Dataset entries: Begin
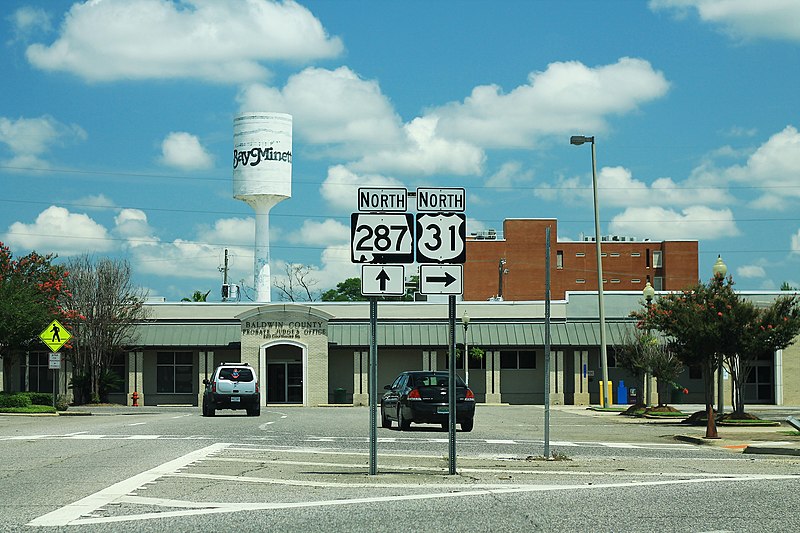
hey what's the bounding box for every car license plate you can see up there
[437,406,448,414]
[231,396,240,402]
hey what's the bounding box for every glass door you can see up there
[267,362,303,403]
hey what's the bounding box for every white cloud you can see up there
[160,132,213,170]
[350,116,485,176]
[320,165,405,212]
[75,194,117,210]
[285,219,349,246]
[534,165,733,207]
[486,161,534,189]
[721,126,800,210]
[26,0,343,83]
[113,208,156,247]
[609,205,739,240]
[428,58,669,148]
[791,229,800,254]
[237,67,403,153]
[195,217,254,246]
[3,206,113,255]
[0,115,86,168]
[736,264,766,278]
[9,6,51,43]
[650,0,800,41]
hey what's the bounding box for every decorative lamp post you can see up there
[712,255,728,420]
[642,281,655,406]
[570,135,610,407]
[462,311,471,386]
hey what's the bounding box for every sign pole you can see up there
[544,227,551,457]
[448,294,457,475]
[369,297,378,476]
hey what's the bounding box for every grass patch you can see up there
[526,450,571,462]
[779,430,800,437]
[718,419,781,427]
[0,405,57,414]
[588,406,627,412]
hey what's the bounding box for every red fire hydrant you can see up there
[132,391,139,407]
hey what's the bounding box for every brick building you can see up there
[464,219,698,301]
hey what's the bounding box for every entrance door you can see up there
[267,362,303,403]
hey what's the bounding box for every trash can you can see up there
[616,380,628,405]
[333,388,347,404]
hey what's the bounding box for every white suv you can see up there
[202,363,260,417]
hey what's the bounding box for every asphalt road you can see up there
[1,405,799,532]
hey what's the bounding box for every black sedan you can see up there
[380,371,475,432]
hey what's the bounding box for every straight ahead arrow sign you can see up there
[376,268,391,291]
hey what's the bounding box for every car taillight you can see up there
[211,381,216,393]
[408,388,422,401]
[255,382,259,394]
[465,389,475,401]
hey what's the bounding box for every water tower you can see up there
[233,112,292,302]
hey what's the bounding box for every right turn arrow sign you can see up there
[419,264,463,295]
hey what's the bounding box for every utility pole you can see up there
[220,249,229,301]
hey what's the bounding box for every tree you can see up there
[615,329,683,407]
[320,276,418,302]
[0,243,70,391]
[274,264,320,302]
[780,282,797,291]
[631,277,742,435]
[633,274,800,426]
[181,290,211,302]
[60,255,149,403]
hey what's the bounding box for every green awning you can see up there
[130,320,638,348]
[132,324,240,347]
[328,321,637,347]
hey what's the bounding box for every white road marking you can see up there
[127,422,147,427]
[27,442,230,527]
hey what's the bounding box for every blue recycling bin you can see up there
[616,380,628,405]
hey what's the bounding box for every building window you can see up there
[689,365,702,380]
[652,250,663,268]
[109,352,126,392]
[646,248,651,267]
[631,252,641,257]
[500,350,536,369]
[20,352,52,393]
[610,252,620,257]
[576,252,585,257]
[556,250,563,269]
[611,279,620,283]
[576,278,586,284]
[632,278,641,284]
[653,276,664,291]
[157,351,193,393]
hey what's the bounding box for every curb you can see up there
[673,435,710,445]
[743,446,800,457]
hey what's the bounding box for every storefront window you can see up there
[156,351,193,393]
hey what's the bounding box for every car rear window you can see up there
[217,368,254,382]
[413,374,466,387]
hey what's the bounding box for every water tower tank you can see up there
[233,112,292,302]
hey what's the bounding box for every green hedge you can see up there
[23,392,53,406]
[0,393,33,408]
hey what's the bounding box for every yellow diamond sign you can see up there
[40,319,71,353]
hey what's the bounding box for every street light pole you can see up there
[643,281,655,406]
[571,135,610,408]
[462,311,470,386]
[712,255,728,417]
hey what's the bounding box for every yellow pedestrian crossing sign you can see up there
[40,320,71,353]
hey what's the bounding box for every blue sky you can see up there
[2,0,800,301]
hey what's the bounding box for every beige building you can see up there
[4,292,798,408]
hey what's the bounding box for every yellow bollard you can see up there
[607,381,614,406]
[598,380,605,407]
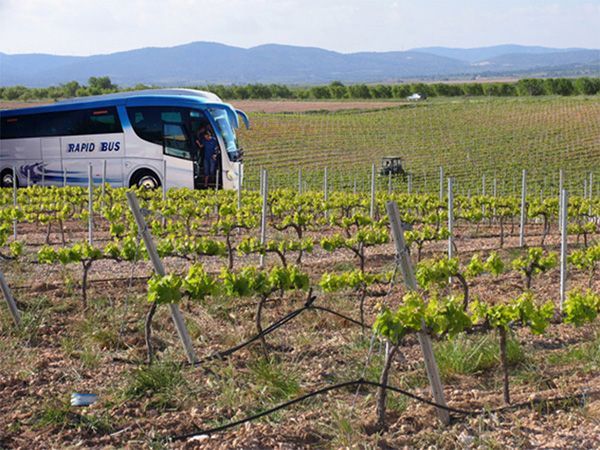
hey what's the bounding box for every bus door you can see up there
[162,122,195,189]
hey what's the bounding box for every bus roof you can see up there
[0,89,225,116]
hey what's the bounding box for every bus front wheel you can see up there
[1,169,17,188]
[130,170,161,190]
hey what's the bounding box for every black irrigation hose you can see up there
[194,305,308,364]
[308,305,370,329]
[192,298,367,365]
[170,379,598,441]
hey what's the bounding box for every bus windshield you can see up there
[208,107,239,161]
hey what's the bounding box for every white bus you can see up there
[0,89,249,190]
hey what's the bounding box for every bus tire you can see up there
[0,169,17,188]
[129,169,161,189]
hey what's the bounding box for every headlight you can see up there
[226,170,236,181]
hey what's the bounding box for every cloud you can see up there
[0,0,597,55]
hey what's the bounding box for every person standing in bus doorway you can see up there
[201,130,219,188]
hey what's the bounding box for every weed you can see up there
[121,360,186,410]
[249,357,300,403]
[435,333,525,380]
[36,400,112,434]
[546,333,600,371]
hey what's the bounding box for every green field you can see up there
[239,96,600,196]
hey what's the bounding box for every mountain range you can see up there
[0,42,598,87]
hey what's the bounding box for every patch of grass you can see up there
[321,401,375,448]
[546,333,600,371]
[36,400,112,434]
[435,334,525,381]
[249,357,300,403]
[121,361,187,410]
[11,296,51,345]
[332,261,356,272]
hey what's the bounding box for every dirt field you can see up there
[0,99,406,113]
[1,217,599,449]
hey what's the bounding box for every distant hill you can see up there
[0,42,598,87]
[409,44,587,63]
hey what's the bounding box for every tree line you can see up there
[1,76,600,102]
Dataset entries: End
--- Task brief ---
Take the data above and repeat it exactly, leaving each picture out.

--- Written response ---
hey what's the bounding box for every car license plate you can see up there
[437,406,448,414]
[231,396,240,402]
hey what's the bounding box for every glass door you can see up there
[267,362,303,403]
hey what's the bounding box for every white cloud you can see up there
[160,132,213,170]
[350,116,485,176]
[320,165,405,212]
[75,194,117,210]
[285,219,349,246]
[534,165,733,207]
[486,161,534,189]
[721,126,800,210]
[26,0,343,83]
[113,208,156,247]
[609,205,739,240]
[428,58,669,148]
[791,229,800,254]
[237,67,403,153]
[195,217,254,246]
[3,206,113,255]
[0,115,86,168]
[736,264,766,278]
[9,6,51,43]
[650,0,800,41]
hey what's the bounding box for every decorative lamp post you can see up there
[712,255,728,420]
[642,281,655,406]
[570,135,610,407]
[462,311,471,386]
hey what's the bounding box for every sign pole you can see up there
[544,227,551,457]
[448,294,457,475]
[369,297,378,476]
hey what's the bounding box for every grass patch you can see up there
[526,450,571,462]
[779,430,800,437]
[718,419,781,427]
[0,405,57,414]
[588,406,627,412]
hey what's the bounding box for every red fire hydrant you can see up there
[132,391,139,407]
hey what's the bounding box for every brick building you can see up there
[464,219,698,301]
hey what's the bounding box for every entrance door you can see up there
[267,362,303,403]
hey what's the bounding box for every trash can you can see up there
[616,380,628,405]
[333,388,347,404]
hey what's the bounding box for every white suv you can see up there
[202,363,260,417]
hey what's the bounding box for every asphalt road you can see up there
[1,405,799,532]
hey what's the bounding box for every black sedan you can see up there
[380,371,475,432]
hey what's the bounding box for every straight ahead arrow sign you can see up there
[376,268,391,291]
hey what's the bounding box for every car taillight you can see up there
[211,381,216,393]
[408,388,422,401]
[255,382,259,394]
[465,389,475,401]
hey what's the bounding box for every water tower you can see up there
[233,112,292,302]
hey what's the bounding box for every right turn arrow sign you can see up there
[419,264,463,295]
hey what's the bounding box for every utility pole you can see up there
[220,249,229,301]
hey what's the bounding box for every tree you can see up there
[615,329,683,407]
[320,276,418,302]
[0,243,70,391]
[274,264,320,302]
[780,282,797,291]
[631,277,742,435]
[633,274,800,426]
[181,290,211,302]
[60,255,149,403]
hey what's the bounding box for every green awning you can see up there
[130,320,638,348]
[132,324,240,347]
[328,321,637,347]
hey what's the bounding box for every white road marking you can see up there
[127,422,147,427]
[27,442,230,527]
hey what's the bounding box for every blue recycling bin you can see up there
[616,380,628,405]
hey what's the bounding box for every building window you can see up there
[689,365,702,380]
[652,250,663,268]
[109,352,126,392]
[646,248,651,267]
[631,252,641,257]
[500,350,536,369]
[20,352,52,393]
[610,252,620,257]
[576,252,585,257]
[556,250,563,269]
[611,279,620,283]
[576,278,586,284]
[632,278,641,284]
[653,276,664,291]
[157,351,193,393]
hey what's the bounding box for every curb you can see up there
[673,435,710,445]
[743,446,800,457]
hey what's the bounding box for every storefront window you can see up there
[156,351,193,393]
hey what's the bounding box for every car rear window you can see up there
[217,368,254,382]
[413,374,466,387]
hey what's the bounding box for every water tower tank you can see up there
[233,112,292,302]
hey what's the bounding box for every green hedge you can see up there
[23,392,53,406]
[0,393,33,408]
hey what's the bounding box for every yellow diamond sign you can see up there
[40,319,71,353]
hey what's the bounding box for every street light pole you can see up there
[643,281,655,406]
[571,135,610,408]
[462,311,470,386]
[712,255,728,417]
hey what's the bounding box for every yellow pedestrian crossing sign you can see up there
[40,320,71,353]
hey what's the bounding box for every blue sky you can see up there
[2,0,800,301]
hey what's the bounding box for every beige building you can see up there
[4,292,798,408]
hey what's the bounding box for every yellow bollard you can see up there
[607,381,614,406]
[598,380,605,407]
hey what's the bounding box for every bus door you can see up there
[162,122,195,189]
hey what's the bounding box for every bus roof you can see up there
[0,89,225,116]
hey what's the bounding box for every bus front wheel you can see up there
[1,169,17,188]
[130,170,161,190]
hey what's the bounding box for every black irrigation hose you can see up there
[194,305,308,364]
[308,305,370,329]
[192,298,367,365]
[170,379,598,441]
hey what's the bounding box for every bus windshield you can see up there
[208,107,239,161]
hey what's the bounding box for every white bus you can see up there
[0,89,249,190]
hey what's the bounding box for every bus tire you can see up there
[0,169,17,188]
[129,169,161,189]
hey what's the bounding box for every headlight you can see up there
[226,170,236,181]
hey what's the bounding box for every cloud you can see up there
[0,0,597,55]
hey what's the bounding box for every person standing in bus doorway you can see up there
[201,130,219,188]
hey what's the bounding box for every weed you can see up there
[121,360,186,410]
[249,357,300,403]
[435,333,525,380]
[36,400,112,434]
[546,333,600,371]
hey what's the bounding box for every green field you can see up there
[239,96,600,196]
hey what's the bounding box for every mountain range you can see up there
[0,42,598,87]
hey what's the bounding box for every patch of grass you can see up there
[321,401,375,448]
[546,333,600,371]
[36,400,112,434]
[435,334,525,381]
[249,357,300,403]
[121,361,187,410]
[11,296,51,345]
[332,261,356,272]
hey what's the bounding box for every dirt field you can see up there
[0,99,406,113]
[1,217,599,449]
hey what's the bounding box for every distant hill you can see up there
[0,42,598,87]
[409,44,587,63]
hey what's the bounding box for every tree line you can see up there
[1,76,600,102]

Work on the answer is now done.